What the exercise asks: Pick out every line in the rows below that contains the string "field". Copy each of those lines out in full.

-- Start --

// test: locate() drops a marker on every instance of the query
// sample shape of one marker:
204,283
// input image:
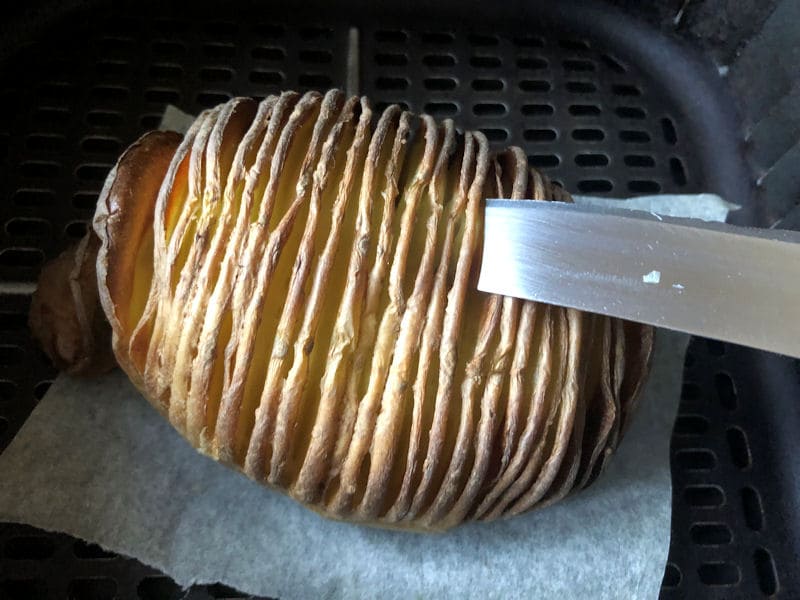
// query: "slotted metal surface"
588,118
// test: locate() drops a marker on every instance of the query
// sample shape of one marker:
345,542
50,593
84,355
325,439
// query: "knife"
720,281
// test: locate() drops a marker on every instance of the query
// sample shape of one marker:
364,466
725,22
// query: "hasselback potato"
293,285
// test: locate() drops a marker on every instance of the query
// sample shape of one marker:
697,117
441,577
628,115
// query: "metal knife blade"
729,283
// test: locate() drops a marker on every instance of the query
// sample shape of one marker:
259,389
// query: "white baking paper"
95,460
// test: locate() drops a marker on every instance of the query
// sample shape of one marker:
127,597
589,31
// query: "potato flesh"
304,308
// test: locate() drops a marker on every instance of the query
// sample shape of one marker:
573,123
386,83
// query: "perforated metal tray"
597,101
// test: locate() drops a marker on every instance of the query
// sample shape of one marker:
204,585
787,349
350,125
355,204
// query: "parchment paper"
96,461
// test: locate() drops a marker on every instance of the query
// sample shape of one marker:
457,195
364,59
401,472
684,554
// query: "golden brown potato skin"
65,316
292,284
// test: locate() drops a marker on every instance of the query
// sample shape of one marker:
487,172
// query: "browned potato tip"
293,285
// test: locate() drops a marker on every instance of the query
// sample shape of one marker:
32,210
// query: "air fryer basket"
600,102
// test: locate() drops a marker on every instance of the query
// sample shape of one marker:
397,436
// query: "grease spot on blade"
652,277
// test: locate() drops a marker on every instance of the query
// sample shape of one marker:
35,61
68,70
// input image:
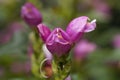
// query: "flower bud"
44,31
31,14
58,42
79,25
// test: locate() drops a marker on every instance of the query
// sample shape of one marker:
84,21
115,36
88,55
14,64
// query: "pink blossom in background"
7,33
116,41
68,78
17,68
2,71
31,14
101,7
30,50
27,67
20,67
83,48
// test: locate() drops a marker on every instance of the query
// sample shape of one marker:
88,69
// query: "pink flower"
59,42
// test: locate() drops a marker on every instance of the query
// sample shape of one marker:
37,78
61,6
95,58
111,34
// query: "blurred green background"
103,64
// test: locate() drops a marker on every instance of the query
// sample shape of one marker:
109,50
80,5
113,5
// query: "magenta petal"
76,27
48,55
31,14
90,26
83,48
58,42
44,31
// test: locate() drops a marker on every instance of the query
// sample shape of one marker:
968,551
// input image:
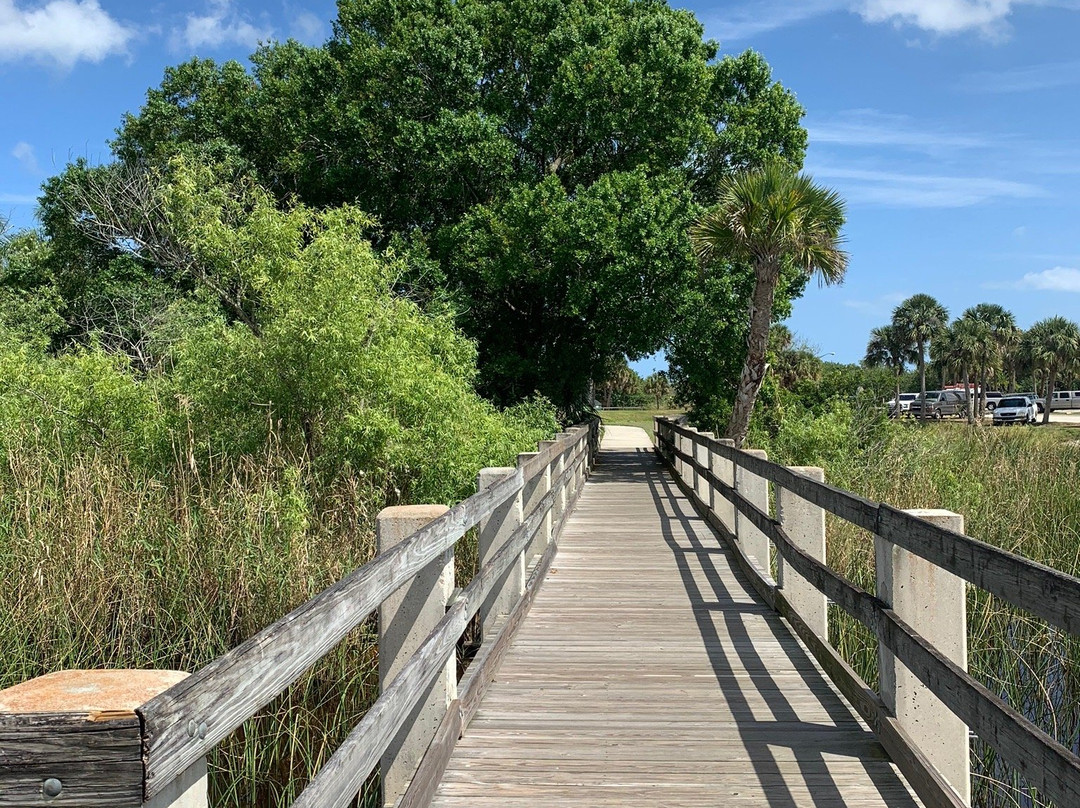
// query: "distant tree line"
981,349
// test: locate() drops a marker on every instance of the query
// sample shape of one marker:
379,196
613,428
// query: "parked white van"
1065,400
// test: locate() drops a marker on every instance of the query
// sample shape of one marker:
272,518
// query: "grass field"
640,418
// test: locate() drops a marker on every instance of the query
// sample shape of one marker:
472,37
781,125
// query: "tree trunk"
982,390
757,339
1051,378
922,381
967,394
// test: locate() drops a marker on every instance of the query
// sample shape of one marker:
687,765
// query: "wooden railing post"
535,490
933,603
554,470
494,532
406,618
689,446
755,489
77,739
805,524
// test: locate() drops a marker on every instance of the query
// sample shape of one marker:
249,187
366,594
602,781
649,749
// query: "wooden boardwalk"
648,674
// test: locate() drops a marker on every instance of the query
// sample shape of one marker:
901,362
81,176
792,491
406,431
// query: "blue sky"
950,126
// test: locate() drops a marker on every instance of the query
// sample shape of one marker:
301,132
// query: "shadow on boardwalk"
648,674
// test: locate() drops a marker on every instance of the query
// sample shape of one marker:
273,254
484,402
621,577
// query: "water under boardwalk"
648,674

-- End --
-- Start --

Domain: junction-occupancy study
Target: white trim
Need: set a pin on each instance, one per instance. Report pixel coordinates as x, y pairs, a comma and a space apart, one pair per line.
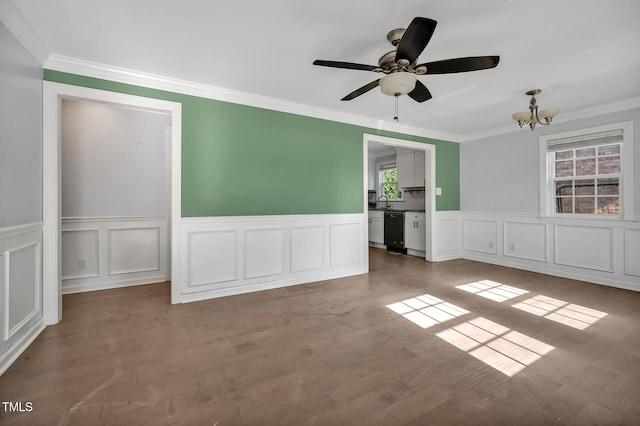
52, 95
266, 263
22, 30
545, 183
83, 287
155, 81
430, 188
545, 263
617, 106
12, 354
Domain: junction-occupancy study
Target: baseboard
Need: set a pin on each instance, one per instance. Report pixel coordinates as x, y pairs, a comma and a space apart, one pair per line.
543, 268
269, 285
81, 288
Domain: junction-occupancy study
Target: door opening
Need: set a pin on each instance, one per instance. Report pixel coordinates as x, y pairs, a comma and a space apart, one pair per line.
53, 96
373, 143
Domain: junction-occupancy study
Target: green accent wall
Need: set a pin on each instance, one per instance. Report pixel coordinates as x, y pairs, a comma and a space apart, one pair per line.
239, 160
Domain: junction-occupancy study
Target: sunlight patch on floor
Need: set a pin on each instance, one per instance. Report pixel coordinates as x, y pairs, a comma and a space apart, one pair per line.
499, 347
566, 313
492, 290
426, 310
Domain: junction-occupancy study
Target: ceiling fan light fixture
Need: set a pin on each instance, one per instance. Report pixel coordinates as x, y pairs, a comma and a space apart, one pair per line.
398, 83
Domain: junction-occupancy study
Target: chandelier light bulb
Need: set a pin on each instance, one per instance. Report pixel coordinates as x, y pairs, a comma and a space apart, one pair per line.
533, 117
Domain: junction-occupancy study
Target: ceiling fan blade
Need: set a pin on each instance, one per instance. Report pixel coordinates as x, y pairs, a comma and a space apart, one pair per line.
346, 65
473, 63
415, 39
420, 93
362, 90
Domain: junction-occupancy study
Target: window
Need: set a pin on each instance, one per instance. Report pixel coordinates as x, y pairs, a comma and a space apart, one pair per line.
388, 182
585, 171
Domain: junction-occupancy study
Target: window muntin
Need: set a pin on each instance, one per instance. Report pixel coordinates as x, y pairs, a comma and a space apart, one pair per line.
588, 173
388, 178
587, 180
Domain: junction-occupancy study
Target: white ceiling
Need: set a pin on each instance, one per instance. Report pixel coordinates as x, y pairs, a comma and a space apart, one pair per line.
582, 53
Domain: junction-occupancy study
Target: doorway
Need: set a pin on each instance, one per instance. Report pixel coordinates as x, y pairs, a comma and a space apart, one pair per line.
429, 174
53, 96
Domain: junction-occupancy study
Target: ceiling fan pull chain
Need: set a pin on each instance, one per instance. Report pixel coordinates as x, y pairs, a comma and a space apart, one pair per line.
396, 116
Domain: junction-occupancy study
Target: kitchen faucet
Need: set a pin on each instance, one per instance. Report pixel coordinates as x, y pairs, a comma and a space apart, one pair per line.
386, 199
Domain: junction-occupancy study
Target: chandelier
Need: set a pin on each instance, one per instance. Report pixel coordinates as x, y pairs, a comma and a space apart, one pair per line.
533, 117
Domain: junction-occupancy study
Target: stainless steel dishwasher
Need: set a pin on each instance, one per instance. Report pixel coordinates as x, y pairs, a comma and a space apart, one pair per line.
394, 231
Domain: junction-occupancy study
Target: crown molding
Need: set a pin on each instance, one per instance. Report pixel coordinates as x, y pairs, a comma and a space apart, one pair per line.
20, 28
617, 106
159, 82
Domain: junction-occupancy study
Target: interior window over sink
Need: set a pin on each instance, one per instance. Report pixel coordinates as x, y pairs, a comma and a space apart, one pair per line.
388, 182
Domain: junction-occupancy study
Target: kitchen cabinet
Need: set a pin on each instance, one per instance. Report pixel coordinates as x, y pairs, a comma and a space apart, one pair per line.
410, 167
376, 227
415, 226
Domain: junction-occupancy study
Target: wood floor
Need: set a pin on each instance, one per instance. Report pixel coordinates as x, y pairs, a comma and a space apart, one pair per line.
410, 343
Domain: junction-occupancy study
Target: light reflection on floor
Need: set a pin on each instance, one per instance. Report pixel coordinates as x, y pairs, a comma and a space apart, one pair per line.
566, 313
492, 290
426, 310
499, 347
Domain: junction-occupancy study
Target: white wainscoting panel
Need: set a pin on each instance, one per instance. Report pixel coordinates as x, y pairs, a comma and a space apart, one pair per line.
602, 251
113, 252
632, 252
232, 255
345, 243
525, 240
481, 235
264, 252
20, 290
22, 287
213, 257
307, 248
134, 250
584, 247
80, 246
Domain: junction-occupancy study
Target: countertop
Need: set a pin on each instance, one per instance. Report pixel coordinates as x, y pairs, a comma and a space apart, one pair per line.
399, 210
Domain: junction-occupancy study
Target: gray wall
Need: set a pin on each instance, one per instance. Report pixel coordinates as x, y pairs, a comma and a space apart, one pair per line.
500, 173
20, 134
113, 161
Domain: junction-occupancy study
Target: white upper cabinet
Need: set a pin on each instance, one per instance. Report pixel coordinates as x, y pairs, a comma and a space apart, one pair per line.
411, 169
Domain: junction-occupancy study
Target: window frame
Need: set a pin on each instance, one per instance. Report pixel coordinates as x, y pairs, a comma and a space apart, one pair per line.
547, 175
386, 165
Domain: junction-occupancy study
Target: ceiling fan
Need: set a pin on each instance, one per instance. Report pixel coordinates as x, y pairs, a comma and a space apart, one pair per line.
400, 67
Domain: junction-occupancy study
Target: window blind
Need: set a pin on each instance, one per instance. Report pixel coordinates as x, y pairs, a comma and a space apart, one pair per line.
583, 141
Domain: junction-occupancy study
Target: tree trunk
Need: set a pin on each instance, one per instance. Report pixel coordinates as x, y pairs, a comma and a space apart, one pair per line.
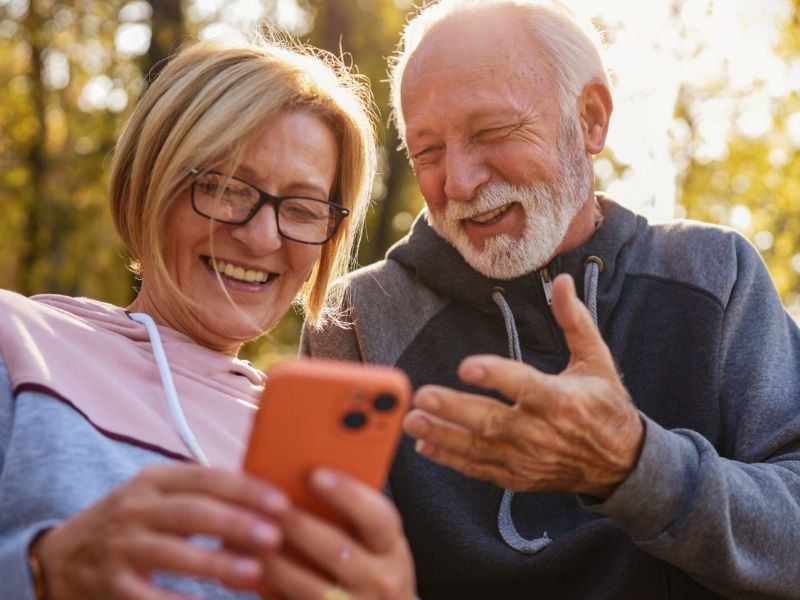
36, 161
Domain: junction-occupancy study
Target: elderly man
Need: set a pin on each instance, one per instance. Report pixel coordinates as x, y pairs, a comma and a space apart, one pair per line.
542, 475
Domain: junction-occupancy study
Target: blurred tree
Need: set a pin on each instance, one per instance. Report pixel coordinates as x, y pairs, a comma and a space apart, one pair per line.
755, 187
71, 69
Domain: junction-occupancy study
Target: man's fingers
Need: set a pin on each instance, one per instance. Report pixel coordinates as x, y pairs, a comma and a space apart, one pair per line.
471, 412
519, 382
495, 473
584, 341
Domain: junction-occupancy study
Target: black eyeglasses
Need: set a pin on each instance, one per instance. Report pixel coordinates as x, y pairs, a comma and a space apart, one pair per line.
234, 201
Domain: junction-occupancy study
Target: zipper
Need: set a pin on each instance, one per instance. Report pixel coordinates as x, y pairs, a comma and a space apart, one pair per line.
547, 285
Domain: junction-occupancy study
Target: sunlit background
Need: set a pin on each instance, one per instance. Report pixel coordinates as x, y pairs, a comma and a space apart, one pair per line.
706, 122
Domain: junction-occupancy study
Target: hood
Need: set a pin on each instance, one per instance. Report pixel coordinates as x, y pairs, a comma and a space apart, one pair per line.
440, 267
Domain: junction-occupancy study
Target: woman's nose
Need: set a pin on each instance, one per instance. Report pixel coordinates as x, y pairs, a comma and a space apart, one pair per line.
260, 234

-- End --
-- Start --

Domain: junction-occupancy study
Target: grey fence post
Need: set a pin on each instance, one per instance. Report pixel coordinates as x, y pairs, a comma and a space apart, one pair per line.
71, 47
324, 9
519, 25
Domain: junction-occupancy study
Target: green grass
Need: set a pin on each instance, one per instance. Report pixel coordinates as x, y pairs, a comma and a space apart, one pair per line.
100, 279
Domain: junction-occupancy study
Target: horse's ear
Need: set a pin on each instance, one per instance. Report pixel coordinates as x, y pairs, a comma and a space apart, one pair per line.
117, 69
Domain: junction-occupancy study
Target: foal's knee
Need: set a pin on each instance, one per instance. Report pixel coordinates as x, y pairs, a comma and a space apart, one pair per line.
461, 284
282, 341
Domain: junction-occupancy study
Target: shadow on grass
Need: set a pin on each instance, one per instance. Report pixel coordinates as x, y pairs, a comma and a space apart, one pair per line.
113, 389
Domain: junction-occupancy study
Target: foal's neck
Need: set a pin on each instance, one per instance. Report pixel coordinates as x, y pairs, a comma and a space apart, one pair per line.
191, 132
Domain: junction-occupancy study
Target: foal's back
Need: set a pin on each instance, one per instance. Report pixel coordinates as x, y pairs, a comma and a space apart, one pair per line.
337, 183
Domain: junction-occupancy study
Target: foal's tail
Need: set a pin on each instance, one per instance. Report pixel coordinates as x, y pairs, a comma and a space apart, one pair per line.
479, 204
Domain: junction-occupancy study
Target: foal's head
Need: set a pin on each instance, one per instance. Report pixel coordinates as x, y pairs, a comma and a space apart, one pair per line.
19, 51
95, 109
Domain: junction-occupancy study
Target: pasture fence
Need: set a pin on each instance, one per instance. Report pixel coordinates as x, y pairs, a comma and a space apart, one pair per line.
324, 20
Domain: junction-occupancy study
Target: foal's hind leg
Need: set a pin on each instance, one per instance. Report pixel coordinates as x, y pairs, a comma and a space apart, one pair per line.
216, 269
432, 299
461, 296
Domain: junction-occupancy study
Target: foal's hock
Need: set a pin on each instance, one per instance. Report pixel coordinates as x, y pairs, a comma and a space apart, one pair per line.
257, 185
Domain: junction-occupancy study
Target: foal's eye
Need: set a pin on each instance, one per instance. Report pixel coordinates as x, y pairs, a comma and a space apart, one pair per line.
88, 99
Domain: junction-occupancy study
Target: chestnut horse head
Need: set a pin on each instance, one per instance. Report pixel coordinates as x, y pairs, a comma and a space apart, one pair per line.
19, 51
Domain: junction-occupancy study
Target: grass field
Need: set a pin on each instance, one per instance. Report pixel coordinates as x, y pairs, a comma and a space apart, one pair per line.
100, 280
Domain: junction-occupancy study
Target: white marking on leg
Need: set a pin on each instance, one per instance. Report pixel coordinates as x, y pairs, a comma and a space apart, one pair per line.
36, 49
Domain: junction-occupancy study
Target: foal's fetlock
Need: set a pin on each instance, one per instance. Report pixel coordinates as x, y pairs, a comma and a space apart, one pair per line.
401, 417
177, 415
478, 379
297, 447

-- End --

Exercise output:
// query: "grass field"
Target: grass field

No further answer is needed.